QUOTED TEXT:
White Swan freeholder plans to shrink beer garden for new housebuilding plan

The road to the house’s bin store would run through this outbuilding and the beer garden behind

The company that owns the freehold to the White Swan pub has made its fourth application to build on land behind the pub’s beer garden – taking a strip off the pub’s beer garden in doing so.

Isle of Man-based Mendoza Ltd, which makes money through buying pubs and turning part of the land into housing, again wants to build a three-bedroom house on land behind the pub, although with a new design that takes inspiration from the Swan’s neighbour, The Bugle Horn. The plan eight months after a planning inspector threw out its last attempt.

In an application submitted to Greenwich Council, it says that planning officers are now supportive of the scheme, which would see the house face the Torrance Close service road behind The Village.

This access route would be extended to the new house

However, the new plan involves using the yard at the side of the pub – and part of the beer garden – as an access route so council bin lorries can collect refuse from the new house by driving in from The Village. Plans submitted by Mendoza show the road running through an outbuilding and the east side of the beer garden. Greenwich Council had told the developer that its bin lorries were too big to use Torrance Close.

The beer garden will be used on Sunday for a Charlton and Woolwich Free Film Festival screening of Life of Brian.

While Torrance Close had been seen as unsuitable for new homes by many, the planning inspector who dealt with the last application did not agree, saying: “The local area to which the site belongs [Torrance Close] has an air of neglect and to my mind is capable of successfully accommodating a bespoke form of new development.

SUPPLIED DATA:
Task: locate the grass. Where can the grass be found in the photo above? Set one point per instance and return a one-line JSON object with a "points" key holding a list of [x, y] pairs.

EXERCISE REQUIREMENTS:
1) Name every organization mentioned in the White Swan article, leaving out the two pubs.
2) In the White Swan article, which film will be screened in the beer garden on Sunday?
3) Carry on the White Swan article from its final sentence.

ANSWER LIST:
1) Mendoza Ltd, Greenwich Council, Charlton and Woolwich Free Film Festival

2) Life of Brian

3)
“The conservation area itself has no single unifying architectural theme and there is no obvious reason why it could not in principle readily assimilate a variety of new dwellings in terms of size and style.”

The access route to the bin store can be seen on maps submitted with the planning application

The developer says the design of the home is informed by “a visual analysis of the area”, citing the Bugle Horn and Charlton Assembly Rooms. “The immediate site context is interspersed with Victorian outhouses, chimneys, single and gable- pitched roofs, brick ornamentation, linear facades and window surrounds,” it says. “There is a sense of establishment with most buildings with specular geometries added to address function and enhance the parent form.”

Mendoza render of new White Swan home
How Mendoza says the new home would look

Mendoza bought the pub from previous owner Punch Taverns in March 2015, evicting the then-management three months later. A first attempt at development, to build two homes, in October 2015, was thrown out by Greenwich Council planners. That decision was upheld by a planning inspector. A second attempt was rejected earlier in 2017. The third attempt, for one three-bedroom house, was rejected by council planners in December 2017 and again by a planning inspector in January. The pub was declared an asset of community value in March 2014, although this has now lapsed.

It is four years this month since the once-tatty pub was taken over by Geoff Keen, owner of Greenwich’s Pelton Arms. It recently launched a new menu on Tuesdays to Sundays, with a vegan pop-up, Rocket, in place on Monday evenings.

Plans can be seen on Greenwich Council’s planning website, reference 19/2600/F. Comments should be sent to the council by 2 October.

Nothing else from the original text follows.